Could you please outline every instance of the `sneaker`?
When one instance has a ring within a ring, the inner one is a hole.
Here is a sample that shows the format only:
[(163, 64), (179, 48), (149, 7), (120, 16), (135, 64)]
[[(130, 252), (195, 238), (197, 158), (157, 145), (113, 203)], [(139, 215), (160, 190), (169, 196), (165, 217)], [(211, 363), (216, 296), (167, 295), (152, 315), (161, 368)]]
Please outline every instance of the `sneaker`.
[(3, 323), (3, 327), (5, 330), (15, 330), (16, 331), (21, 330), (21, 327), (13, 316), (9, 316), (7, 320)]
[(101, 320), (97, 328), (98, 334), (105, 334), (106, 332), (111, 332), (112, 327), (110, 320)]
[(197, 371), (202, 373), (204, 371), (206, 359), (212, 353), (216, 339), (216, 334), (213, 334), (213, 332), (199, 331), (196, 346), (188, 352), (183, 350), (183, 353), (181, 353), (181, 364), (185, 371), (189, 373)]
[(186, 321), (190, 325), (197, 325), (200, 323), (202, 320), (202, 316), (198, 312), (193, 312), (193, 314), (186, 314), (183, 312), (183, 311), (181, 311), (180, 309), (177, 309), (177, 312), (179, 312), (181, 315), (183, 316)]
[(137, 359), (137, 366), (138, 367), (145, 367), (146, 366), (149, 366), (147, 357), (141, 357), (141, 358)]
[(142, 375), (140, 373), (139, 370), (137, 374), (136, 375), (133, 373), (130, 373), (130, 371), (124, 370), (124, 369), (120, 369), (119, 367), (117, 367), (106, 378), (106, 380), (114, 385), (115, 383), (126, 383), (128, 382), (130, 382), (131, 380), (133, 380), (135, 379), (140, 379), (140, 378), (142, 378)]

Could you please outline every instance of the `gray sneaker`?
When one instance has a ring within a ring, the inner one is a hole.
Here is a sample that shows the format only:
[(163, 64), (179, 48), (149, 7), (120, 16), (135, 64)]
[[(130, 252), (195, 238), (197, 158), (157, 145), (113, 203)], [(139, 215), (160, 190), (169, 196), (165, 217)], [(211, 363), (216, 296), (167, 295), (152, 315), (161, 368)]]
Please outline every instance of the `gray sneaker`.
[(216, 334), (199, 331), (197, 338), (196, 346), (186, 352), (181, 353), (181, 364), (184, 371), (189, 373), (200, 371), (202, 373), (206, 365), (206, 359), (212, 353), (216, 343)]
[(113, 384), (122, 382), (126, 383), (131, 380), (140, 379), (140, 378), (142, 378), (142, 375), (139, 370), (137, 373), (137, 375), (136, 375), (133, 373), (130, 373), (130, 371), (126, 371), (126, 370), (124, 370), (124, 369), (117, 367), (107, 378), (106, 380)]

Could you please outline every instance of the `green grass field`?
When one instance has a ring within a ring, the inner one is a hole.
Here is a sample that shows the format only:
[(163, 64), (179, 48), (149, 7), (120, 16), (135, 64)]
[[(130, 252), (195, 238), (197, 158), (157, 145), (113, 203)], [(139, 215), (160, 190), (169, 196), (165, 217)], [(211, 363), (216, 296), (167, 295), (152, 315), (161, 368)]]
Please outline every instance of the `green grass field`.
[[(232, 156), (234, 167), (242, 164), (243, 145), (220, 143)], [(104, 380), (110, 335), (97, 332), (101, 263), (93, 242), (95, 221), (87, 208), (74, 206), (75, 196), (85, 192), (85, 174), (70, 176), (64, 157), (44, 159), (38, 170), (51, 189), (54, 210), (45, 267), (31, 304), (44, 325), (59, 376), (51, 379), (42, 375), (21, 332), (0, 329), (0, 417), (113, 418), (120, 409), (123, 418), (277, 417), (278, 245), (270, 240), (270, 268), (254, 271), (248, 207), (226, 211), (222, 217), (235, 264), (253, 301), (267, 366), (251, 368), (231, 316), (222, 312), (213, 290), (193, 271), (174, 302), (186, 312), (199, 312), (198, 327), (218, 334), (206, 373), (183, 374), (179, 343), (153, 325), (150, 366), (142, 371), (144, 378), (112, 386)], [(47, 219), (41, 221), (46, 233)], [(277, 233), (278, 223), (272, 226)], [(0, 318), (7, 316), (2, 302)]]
..............................
* Aim
Copy out all of the rows above word for word, keeping every line in the same order.

* Reply to the task
Could you please outline every instance of the `sneaker`?
When one instance has a ring within a ring, the inner one is a hole.
Here is a sample that shows the format only:
[(163, 64), (179, 48), (149, 7), (120, 16), (135, 64)]
[[(130, 252), (195, 238), (197, 158), (157, 145), (113, 203)], [(139, 215), (160, 190), (169, 196), (165, 217)], [(211, 363), (216, 296), (167, 295), (152, 315), (161, 368)]]
Please outline every instance of the `sneaker`.
[(3, 323), (3, 327), (5, 330), (15, 330), (16, 331), (21, 330), (21, 327), (13, 316), (9, 316), (7, 320)]
[(101, 320), (97, 328), (98, 334), (105, 334), (106, 332), (111, 332), (112, 327), (110, 320)]
[(197, 371), (202, 373), (204, 371), (206, 359), (212, 353), (216, 339), (216, 334), (213, 334), (213, 332), (199, 331), (196, 346), (188, 352), (183, 350), (183, 353), (181, 353), (181, 364), (185, 371), (189, 373)]
[(186, 321), (190, 325), (197, 325), (200, 323), (202, 320), (202, 316), (198, 312), (193, 312), (193, 314), (186, 314), (183, 312), (183, 311), (181, 311), (180, 309), (177, 309), (177, 312), (179, 312), (181, 315), (183, 316)]
[(137, 359), (137, 366), (138, 367), (145, 367), (146, 366), (149, 366), (147, 357), (141, 357), (141, 358)]
[(142, 375), (140, 373), (139, 370), (137, 374), (136, 375), (133, 373), (130, 373), (130, 371), (124, 370), (124, 369), (120, 369), (119, 367), (117, 367), (106, 378), (106, 380), (114, 385), (115, 383), (126, 383), (128, 382), (130, 382), (131, 380), (133, 380), (135, 379), (140, 379), (140, 378), (142, 378)]

Could you please outline every instance of the `gray sneaker`?
When one instance has a ring within a ring, the inner one is a hole.
Here is a sample that shows the format only:
[(163, 64), (179, 48), (149, 7), (120, 16), (135, 64)]
[[(130, 252), (195, 238), (197, 158), (157, 145), (113, 203)], [(139, 215), (160, 190), (169, 196), (165, 217)], [(211, 363), (216, 296), (167, 295), (152, 315), (161, 368)]]
Please outline every instance of the `gray sneaker`.
[(216, 334), (199, 331), (197, 338), (196, 346), (186, 352), (181, 353), (181, 364), (184, 371), (189, 373), (200, 371), (202, 373), (206, 365), (206, 359), (212, 353), (216, 343)]
[(113, 384), (122, 382), (126, 383), (131, 380), (140, 379), (140, 378), (142, 378), (142, 375), (139, 370), (137, 373), (137, 375), (136, 375), (133, 373), (130, 373), (130, 371), (126, 371), (126, 370), (124, 370), (124, 369), (117, 367), (107, 378), (106, 380)]

Could you please outline every instance of the `green grass field`?
When one instance has a ring within a ring, the inner one is a hole.
Here is a sample that shows the format only:
[(163, 64), (179, 48), (149, 7), (120, 16), (135, 64)]
[[(130, 252), (195, 238), (197, 158), (157, 145), (113, 203)], [(139, 215), (160, 190), (169, 196), (165, 217)], [(211, 363), (216, 296), (167, 295), (152, 315), (161, 368)]]
Please outline every instance of the `green grass field`.
[[(232, 156), (234, 167), (242, 164), (243, 145), (220, 143)], [(104, 380), (110, 335), (97, 332), (101, 263), (93, 242), (95, 221), (87, 208), (74, 206), (75, 196), (85, 192), (85, 174), (70, 176), (64, 157), (44, 159), (38, 170), (51, 189), (54, 210), (45, 267), (31, 304), (44, 325), (59, 376), (51, 379), (42, 375), (21, 332), (0, 329), (0, 417), (113, 418), (120, 409), (123, 418), (277, 417), (278, 245), (270, 240), (270, 268), (254, 271), (248, 207), (226, 211), (222, 217), (235, 264), (253, 301), (267, 366), (251, 368), (231, 316), (222, 312), (213, 290), (193, 271), (174, 302), (186, 312), (199, 312), (198, 327), (218, 334), (206, 373), (183, 374), (179, 343), (153, 325), (150, 366), (142, 371), (144, 378), (112, 386)], [(47, 219), (41, 221), (46, 233)], [(277, 233), (278, 223), (272, 226)], [(0, 318), (7, 316), (2, 302)]]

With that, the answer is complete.